**Exercise brief**:
Return the entries verbatim and drop every picture.

**Given entries**:
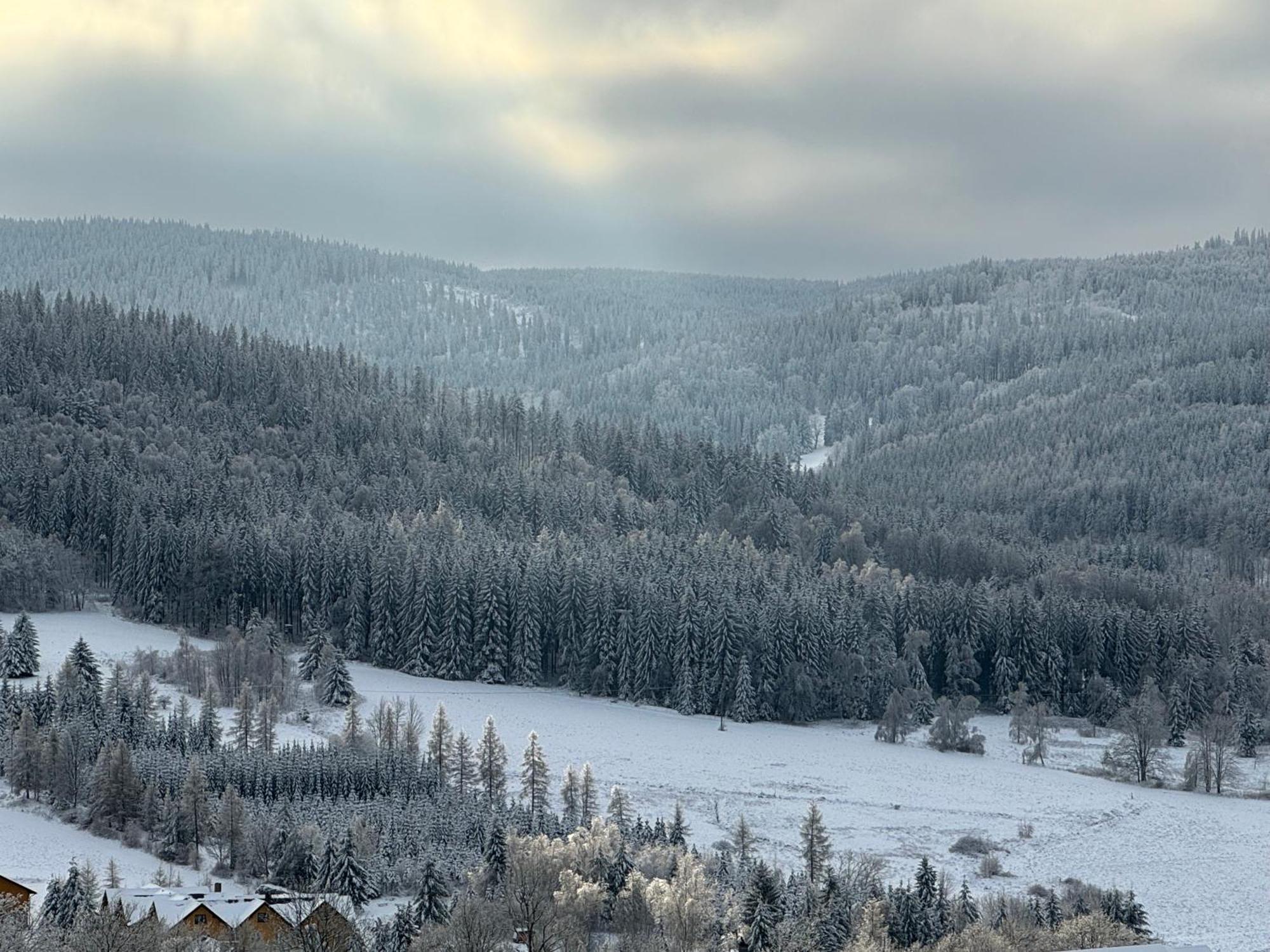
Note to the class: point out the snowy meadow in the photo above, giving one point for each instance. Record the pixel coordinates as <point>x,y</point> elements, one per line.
<point>1197,863</point>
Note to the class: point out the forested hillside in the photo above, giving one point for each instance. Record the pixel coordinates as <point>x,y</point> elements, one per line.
<point>210,474</point>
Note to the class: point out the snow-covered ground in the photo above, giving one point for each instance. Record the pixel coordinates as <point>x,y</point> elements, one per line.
<point>819,458</point>
<point>36,847</point>
<point>1198,863</point>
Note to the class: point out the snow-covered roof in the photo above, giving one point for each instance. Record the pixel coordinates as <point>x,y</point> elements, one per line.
<point>233,912</point>
<point>172,911</point>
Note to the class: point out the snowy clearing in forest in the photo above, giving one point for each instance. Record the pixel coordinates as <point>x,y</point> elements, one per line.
<point>36,847</point>
<point>1197,863</point>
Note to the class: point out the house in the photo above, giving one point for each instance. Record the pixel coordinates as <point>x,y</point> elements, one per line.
<point>223,915</point>
<point>13,893</point>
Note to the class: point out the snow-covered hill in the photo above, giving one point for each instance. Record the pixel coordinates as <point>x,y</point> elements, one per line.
<point>1198,863</point>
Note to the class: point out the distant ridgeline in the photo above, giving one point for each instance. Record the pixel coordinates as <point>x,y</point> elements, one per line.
<point>206,474</point>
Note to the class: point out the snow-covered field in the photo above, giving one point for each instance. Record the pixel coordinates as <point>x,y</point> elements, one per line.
<point>819,458</point>
<point>36,847</point>
<point>1200,864</point>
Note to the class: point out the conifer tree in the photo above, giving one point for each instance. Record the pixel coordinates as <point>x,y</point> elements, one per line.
<point>619,809</point>
<point>679,831</point>
<point>745,704</point>
<point>744,840</point>
<point>587,804</point>
<point>244,718</point>
<point>495,860</point>
<point>350,878</point>
<point>432,899</point>
<point>209,725</point>
<point>967,909</point>
<point>534,781</point>
<point>1250,732</point>
<point>25,769</point>
<point>22,651</point>
<point>324,879</point>
<point>492,765</point>
<point>337,684</point>
<point>196,810</point>
<point>441,747</point>
<point>571,804</point>
<point>816,846</point>
<point>312,661</point>
<point>1178,718</point>
<point>465,774</point>
<point>231,826</point>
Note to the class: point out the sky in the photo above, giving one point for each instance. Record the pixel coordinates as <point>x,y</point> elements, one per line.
<point>775,138</point>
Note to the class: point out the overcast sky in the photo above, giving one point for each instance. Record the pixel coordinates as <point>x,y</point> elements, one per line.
<point>791,138</point>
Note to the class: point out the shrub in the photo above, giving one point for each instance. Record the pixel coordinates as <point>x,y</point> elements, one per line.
<point>973,846</point>
<point>952,729</point>
<point>990,866</point>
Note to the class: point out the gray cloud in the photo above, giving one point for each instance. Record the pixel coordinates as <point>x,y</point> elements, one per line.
<point>876,138</point>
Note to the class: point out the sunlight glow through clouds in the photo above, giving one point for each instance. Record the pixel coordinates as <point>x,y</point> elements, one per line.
<point>831,120</point>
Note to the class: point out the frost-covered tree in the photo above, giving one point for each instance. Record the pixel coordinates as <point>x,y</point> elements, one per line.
<point>534,781</point>
<point>22,649</point>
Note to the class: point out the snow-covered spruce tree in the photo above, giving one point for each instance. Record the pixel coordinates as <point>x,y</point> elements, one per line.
<point>324,878</point>
<point>495,860</point>
<point>1250,732</point>
<point>432,899</point>
<point>571,807</point>
<point>816,846</point>
<point>312,661</point>
<point>535,790</point>
<point>350,878</point>
<point>22,649</point>
<point>209,725</point>
<point>587,795</point>
<point>619,809</point>
<point>243,729</point>
<point>337,684</point>
<point>465,774</point>
<point>745,704</point>
<point>1179,718</point>
<point>25,767</point>
<point>492,765</point>
<point>441,747</point>
<point>679,832</point>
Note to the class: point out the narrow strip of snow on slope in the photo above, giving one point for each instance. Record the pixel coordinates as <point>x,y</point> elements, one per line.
<point>35,849</point>
<point>1197,863</point>
<point>819,458</point>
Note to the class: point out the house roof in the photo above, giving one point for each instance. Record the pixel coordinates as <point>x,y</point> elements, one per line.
<point>26,889</point>
<point>173,907</point>
<point>234,912</point>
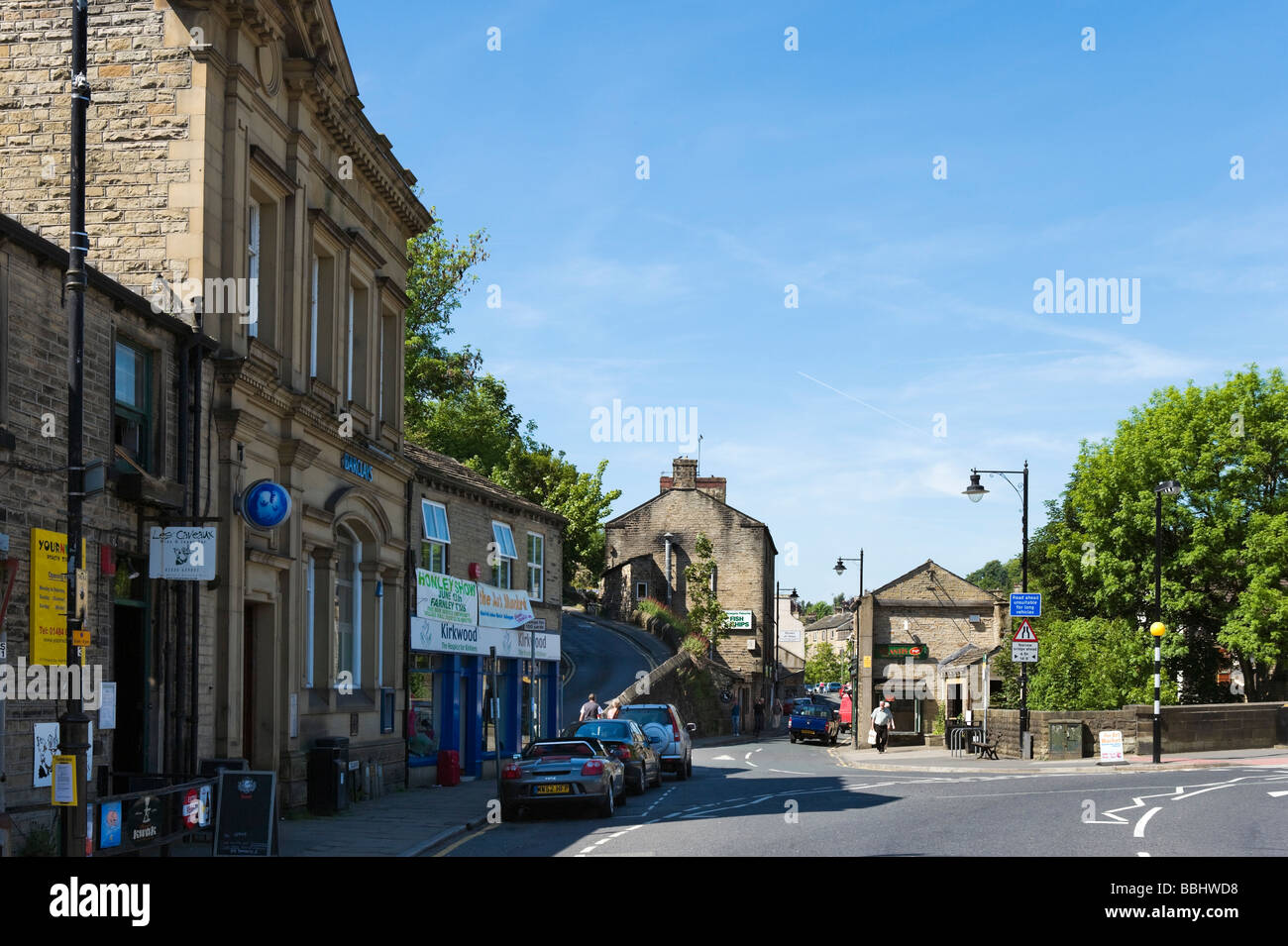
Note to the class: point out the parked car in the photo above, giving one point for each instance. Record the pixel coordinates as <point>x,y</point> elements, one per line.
<point>627,740</point>
<point>814,722</point>
<point>669,736</point>
<point>563,771</point>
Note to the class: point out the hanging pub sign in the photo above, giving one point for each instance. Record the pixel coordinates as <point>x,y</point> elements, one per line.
<point>265,504</point>
<point>181,553</point>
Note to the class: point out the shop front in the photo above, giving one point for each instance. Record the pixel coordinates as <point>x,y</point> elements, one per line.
<point>482,681</point>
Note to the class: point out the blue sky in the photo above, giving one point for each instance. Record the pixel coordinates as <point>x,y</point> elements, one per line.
<point>814,167</point>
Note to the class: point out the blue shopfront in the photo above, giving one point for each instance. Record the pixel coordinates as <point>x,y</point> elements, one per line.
<point>452,700</point>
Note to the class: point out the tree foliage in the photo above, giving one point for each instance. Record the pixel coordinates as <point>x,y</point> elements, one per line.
<point>824,665</point>
<point>454,409</point>
<point>706,614</point>
<point>1224,538</point>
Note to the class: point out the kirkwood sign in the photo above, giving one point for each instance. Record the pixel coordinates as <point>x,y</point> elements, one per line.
<point>459,617</point>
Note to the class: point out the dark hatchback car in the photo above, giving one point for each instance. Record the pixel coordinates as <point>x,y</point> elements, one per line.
<point>563,771</point>
<point>627,742</point>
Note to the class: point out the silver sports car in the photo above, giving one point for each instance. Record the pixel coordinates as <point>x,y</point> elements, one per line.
<point>563,771</point>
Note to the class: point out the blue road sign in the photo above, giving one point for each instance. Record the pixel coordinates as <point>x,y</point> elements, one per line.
<point>1026,605</point>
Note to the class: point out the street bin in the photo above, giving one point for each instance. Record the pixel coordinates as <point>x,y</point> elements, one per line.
<point>329,765</point>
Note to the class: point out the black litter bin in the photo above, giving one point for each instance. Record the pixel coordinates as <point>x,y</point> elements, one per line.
<point>329,765</point>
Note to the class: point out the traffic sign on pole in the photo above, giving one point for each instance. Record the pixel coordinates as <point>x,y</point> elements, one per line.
<point>1024,644</point>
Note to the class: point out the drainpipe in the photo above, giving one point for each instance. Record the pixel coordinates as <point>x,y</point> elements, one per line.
<point>669,537</point>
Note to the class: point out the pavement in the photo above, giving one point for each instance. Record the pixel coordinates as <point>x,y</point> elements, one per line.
<point>934,760</point>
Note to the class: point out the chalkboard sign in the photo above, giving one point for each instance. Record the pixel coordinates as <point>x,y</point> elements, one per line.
<point>244,819</point>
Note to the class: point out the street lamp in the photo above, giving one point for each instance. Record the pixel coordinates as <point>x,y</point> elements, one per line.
<point>975,491</point>
<point>1157,630</point>
<point>772,653</point>
<point>858,615</point>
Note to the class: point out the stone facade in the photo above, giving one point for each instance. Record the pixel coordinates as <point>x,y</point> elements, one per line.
<point>943,613</point>
<point>638,553</point>
<point>138,626</point>
<point>227,146</point>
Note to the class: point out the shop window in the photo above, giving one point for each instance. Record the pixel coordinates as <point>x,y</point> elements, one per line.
<point>536,566</point>
<point>503,555</point>
<point>132,420</point>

**Task response**:
Note to the class: point out the snowy meadow in the photo above, giving one point for each instance. Record the pixel coordinates as <point>x,y</point> elements, one per line.
<point>1197,863</point>
Note to the class: point out the forested hillside in the photo above, giving one point for each instance. Record the pixel coordinates as <point>x,y</point> elements, one per line.
<point>210,474</point>
Note to the class: point out the snow-covered ground in the photo above, giving one point for each instance. Record the pixel coordinates as <point>x,y</point> elements, one per line.
<point>819,458</point>
<point>36,847</point>
<point>1198,863</point>
Note to the class: point out the snow-covered roof in the photo above, giving one point for each instance. Record the pixel coordinates as <point>x,y</point> elements, one per line.
<point>233,912</point>
<point>172,911</point>
Note to the class: point out the snowy clearing in forest in the photo above, giving one point for each instance. Record the pixel coordinates as <point>x,y</point> elements, one per line.
<point>36,847</point>
<point>1197,863</point>
Note to the class: point out the house in the photo above, giving one point for each instance. Record the pixel coordinates as <point>x,y</point> elements, one per line.
<point>223,915</point>
<point>13,893</point>
Note to the class: point out the snow-covered hill in the photo above, giving one point for each instance. Record the pixel coordinates as <point>x,y</point> elements, one per line.
<point>1198,863</point>
Note to the class: point out the distant ridgeline in the photo above, giving one point for each instance. Record the pixel coordinates as <point>x,y</point> elements, one per line.
<point>206,474</point>
Note to the class: point out the snow-covered field in the photo above, giving one point for each instance. Record the pixel coordinates as <point>x,y</point> elements, one per line.
<point>819,458</point>
<point>36,847</point>
<point>1200,864</point>
Note to the class: point out the conifer tree in the photo above, giving one point for each instance. Record the pixel coordinates as <point>x,y</point> elements, one per line.
<point>619,809</point>
<point>679,831</point>
<point>745,704</point>
<point>744,840</point>
<point>587,804</point>
<point>244,718</point>
<point>495,860</point>
<point>350,878</point>
<point>432,899</point>
<point>209,725</point>
<point>967,909</point>
<point>534,781</point>
<point>1250,732</point>
<point>25,769</point>
<point>22,651</point>
<point>324,879</point>
<point>492,765</point>
<point>337,684</point>
<point>196,810</point>
<point>441,747</point>
<point>571,804</point>
<point>816,846</point>
<point>312,661</point>
<point>1178,718</point>
<point>465,774</point>
<point>231,826</point>
Note to the class: point out the sky in the photo above, giving one point for each instance. Record the pixel coordinates as <point>x,y</point> elements, one per line.
<point>775,138</point>
Note to the class: point out the overcast sky in the photo above, giving one point for each instance. Record the pixel coordinates as <point>x,y</point> elements, one per line.
<point>791,138</point>
Note to the class: point out the shrub in the photo above, giving one point for each instance. Record the pixel coordinates as <point>x,y</point> elements, one per line.
<point>973,846</point>
<point>952,729</point>
<point>990,866</point>
Note to the class: point out the gray cloud in the photo above, giving one point for each instance. Record the pixel coordinates as <point>x,y</point> elements, one per line.
<point>876,138</point>
Note to the class: point out the sunlight glow through clouds in the photo above, giving one point for each instance. Record the pixel coordinates as <point>x,y</point> elements, one per line.
<point>831,120</point>
Note to the class: point out the frost-covered tree in the photo above, giving one point for each instance. Record the pixel coordinates as <point>x,y</point> elements, one per line.
<point>534,781</point>
<point>22,649</point>
Note to the class: point out the snow-covered spruce tree in the photo above, giving one point for each instance. Record the pixel coordinates as <point>x,y</point> elements, one per line.
<point>324,878</point>
<point>495,860</point>
<point>1250,732</point>
<point>432,899</point>
<point>571,807</point>
<point>816,846</point>
<point>312,661</point>
<point>535,790</point>
<point>350,878</point>
<point>22,649</point>
<point>209,725</point>
<point>587,795</point>
<point>619,809</point>
<point>243,729</point>
<point>337,684</point>
<point>465,774</point>
<point>745,704</point>
<point>1179,718</point>
<point>25,767</point>
<point>492,765</point>
<point>441,747</point>
<point>679,832</point>
Note to the class: point out the narrow strip of snow on slope in the photo above, giving one point for each instance. Record the pixel coordinates as <point>x,y</point> elements, one per line.
<point>35,849</point>
<point>1197,863</point>
<point>819,458</point>
Note to the class: point out the house roof in the photo above, giving one point for each instance. Record the pixel coordinates as <point>x,y</point> elements, one per line.
<point>26,889</point>
<point>173,907</point>
<point>234,912</point>
Note to the class: point out the parked car in the photo above, giving one point for each instance. Record the pixel coordinates as <point>x,y</point> elements, one per line.
<point>627,740</point>
<point>814,722</point>
<point>669,736</point>
<point>563,771</point>
Note to the class: point out the hanging pub sign in the photo above, giving one point for each instance. Record the pixel coordinates as <point>x,y</point> elements, one per line.
<point>265,504</point>
<point>181,553</point>
Note to the class: point out the shop front in the photo above, giving one point for each instance. Record the pixel coordinates as <point>x,y</point> elements, one per line.
<point>482,681</point>
Note to the class: point out the blue sky in the photo above, giving one point for each instance. Record the pixel coordinates as <point>x,y</point> elements, one per line.
<point>814,167</point>
Note to the class: point out the blue shopfront in the photo above, giving one point for each instance. Record the pixel coordinates as <point>x,y</point> elements, one per line.
<point>452,700</point>
Note to the class: point out the tree foliage in the photo above, giving one point for each instance. Record the pixel coordinates as <point>x,y</point> elements, one per line.
<point>824,665</point>
<point>454,409</point>
<point>706,614</point>
<point>1224,538</point>
Note to the class: point out the kirkwood sign in the photo above, giving one point for each instance. Record the pixel coordinates as <point>x,y</point> elements, one per line.
<point>459,617</point>
Note to the class: point out the dark hatchback car in the photo above, giving one point for each instance. Record the pixel coordinates as <point>x,y</point> elements, one per line.
<point>563,771</point>
<point>627,742</point>
Note to the class: point out the silver sports car in the photo above, giving one point for each instance. Record the pixel coordinates as <point>x,y</point> elements, one per line.
<point>563,771</point>
Note to the class: point out the blue road sign in the photo above, giving one point for each instance. Record the pixel coordinates as <point>x,y</point> elements, one per line.
<point>1026,605</point>
Note to the class: point out the street bin in the photo above, giving one point for each instance. Record the pixel coordinates as <point>x,y</point> elements, one per line.
<point>329,765</point>
Note to the class: point out the black litter bin in the photo above, giving one point for each instance. Record the pixel coordinates as <point>x,y</point> elements, one per line.
<point>329,765</point>
Note to the class: point out the traffic sign on pole in the photo above, giving one point for each instance. Record the pixel coordinates as <point>x,y</point> elements, one per line.
<point>1024,644</point>
Note to the class: point out the drainpipe in the photo above, giving one point for each instance. Record the pixel coordinates as <point>x,y</point> elements, one per line.
<point>669,537</point>
Note to the class: point out the pavement in the photo above, giving one point for each instance. Record the pixel coordinates as <point>x,y</point> elements, one per line.
<point>934,760</point>
Note to the class: point out the chalkboard sign in the photo above, giving one point for each instance. Record the pixel coordinates as <point>x,y</point> elements, one per line.
<point>244,819</point>
Note to the class: point out the street lamp in the photo above, giving one point for each instance. Record the pixel coordinates as <point>x,y</point> elements, one per line.
<point>975,491</point>
<point>1157,630</point>
<point>772,653</point>
<point>858,615</point>
Note to the class: point out the stone facade in the photo above, giving one point for each instance. Record the pixel coordinates as <point>x,y</point> elements, one per line.
<point>943,613</point>
<point>638,553</point>
<point>138,626</point>
<point>227,146</point>
Note to the class: point out the shop window in the photo above, giving one point for each instance. Record the pixel coordinates as <point>x,y</point> elements, one per line.
<point>536,566</point>
<point>503,555</point>
<point>132,420</point>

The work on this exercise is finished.